----- EXTRACT PROVIDED -----

Showing posts with label Romney. Show all posts
Showing posts with label Romney. Show all posts

September 26, 2012

The Passing Parade on Romney's 47% comment

At The Passing Parade, David, an acerbic commenter on the Scots-Irish culture of his home state of Tennessee, offers an unusual perspective on Mitt Romney's 47% comment:
Republican presidential candidate Mitt Romney isn't "dog-whistling" about race when he writes off 47% of the American electorate. Blacks are only 12% of the US population, not 47%. Much of the shortfall is white troops, teachers, vets, unemployed, students, retirees. This means Romney is bundling them with the fewer than 12% of people who are crack-dealers etc. who are on welfare. Finally, a Republican who doesn't see race. 
Perhaps the GOP can stress that in campaign ads. "Lost your job? Received unemployment checks? Chances are, you're white, but Mitt isn't racist. He thinks YOU'RE scum, too." 
Such an ad would probably play well in red states such as Tennessee, despite this state's being a net taker of federal funds and much of its employment's being government employment. 
Which leads your seldom blogger to his point. Don't give up yet on Romney's presidential bid. For American voters are as reliable as Pavlov's dogs, if certain bells are rung. We all know that "strong defense" works, but "hard work" works even better. "Useless eaters" gives many a disabled vet a tingle. They will climb mountains and swim rivers to get to vote for more outsourcing, fewer government services, and higher taxes on themselves or their families. "I'm not a victim," they will assert even as they take up residence in their American-flag-festooned cars and Mitt goes to China on a junket.

By the way, David has attempted to translate Benjamin Franklin's crucial but difficult 1751 essay Observations Concerning the Increase of Mankind into 21st Century English here. Seems like it needs a better opening paragraph, but it's pretty useful after that. I wouldn't mind seeing side-by-side versions, original and modernized.

August 29, 2012

Romney and the Mormons

I actually like Mitt Romney, but I have no idea if he'll make a good President.

-----

_JOB A_
Lay out the records from the line with "Reviewer note: every instance of the window" through the end of the records as a JSON list of strings, one string per line, leaving out blank lines.
The blog post and the records are unrelated to each other.

----- WORKING DATA -----

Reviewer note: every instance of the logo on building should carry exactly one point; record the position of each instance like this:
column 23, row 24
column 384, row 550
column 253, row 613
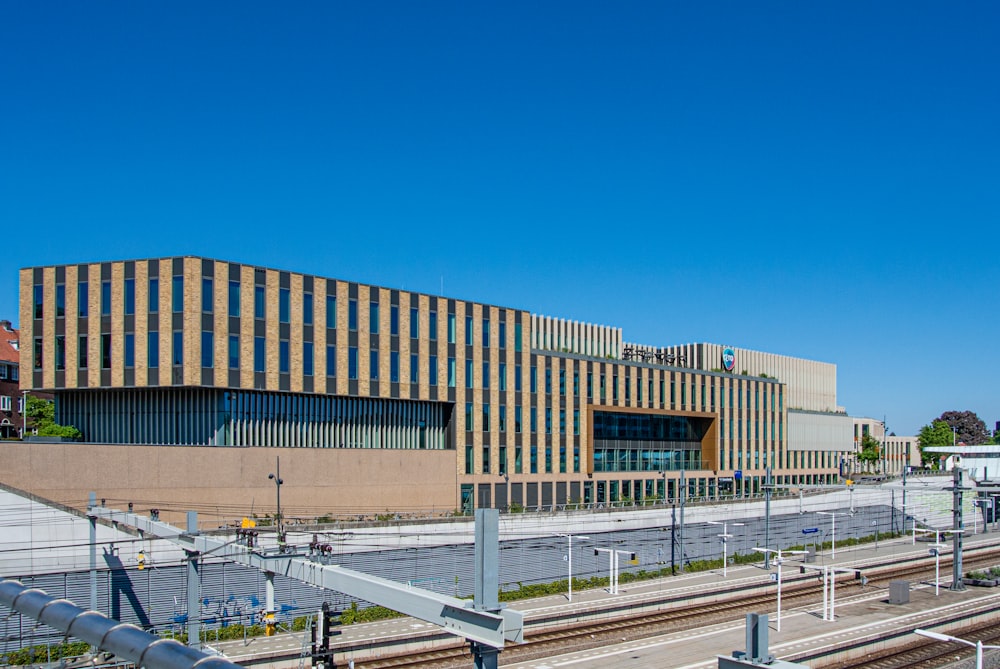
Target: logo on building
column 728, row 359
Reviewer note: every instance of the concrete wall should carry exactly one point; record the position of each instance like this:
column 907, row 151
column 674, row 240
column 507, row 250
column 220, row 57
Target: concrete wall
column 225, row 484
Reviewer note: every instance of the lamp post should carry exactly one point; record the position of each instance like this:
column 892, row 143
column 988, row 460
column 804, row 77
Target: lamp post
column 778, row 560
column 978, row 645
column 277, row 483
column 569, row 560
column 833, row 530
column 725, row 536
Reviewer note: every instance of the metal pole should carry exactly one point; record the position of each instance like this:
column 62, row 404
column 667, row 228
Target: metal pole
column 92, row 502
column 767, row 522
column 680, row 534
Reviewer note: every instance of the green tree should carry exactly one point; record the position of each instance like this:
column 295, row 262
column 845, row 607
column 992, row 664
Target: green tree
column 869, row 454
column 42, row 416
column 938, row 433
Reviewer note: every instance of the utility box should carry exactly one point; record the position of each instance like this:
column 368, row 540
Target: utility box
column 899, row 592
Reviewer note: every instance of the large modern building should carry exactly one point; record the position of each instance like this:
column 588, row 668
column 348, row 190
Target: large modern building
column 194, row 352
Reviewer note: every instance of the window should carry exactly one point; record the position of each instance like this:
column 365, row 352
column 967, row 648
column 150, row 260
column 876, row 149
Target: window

-----

_JOB B_
Using the blog post on Romney, say yes or no to each statement and quote the words that decide it: (i) David comments on the Scots-Irish culture of Tennessee; (ii) the post says Blacks make up 47% of the US population; (iii) the blogger says Romney will make a good President.

_EXPECTED ANSWER A_
[
  "Reviewer note: every instance of the window should carry exactly one point; record the position of each instance like this:",
  "column 365, row 352",
  "column 967, row 648",
  "column 150, row 260",
  "column 876, row 149",
  "Target: window"
]

_EXPECTED ANSWER B_
(i) Yes: "an acerbic commenter on the Scots-Irish culture of his home state of Tennessee"
(ii) No: "Blacks are only 12% of the US population, not 47%."
(iii) No: "I have no idea if he'll make a good President."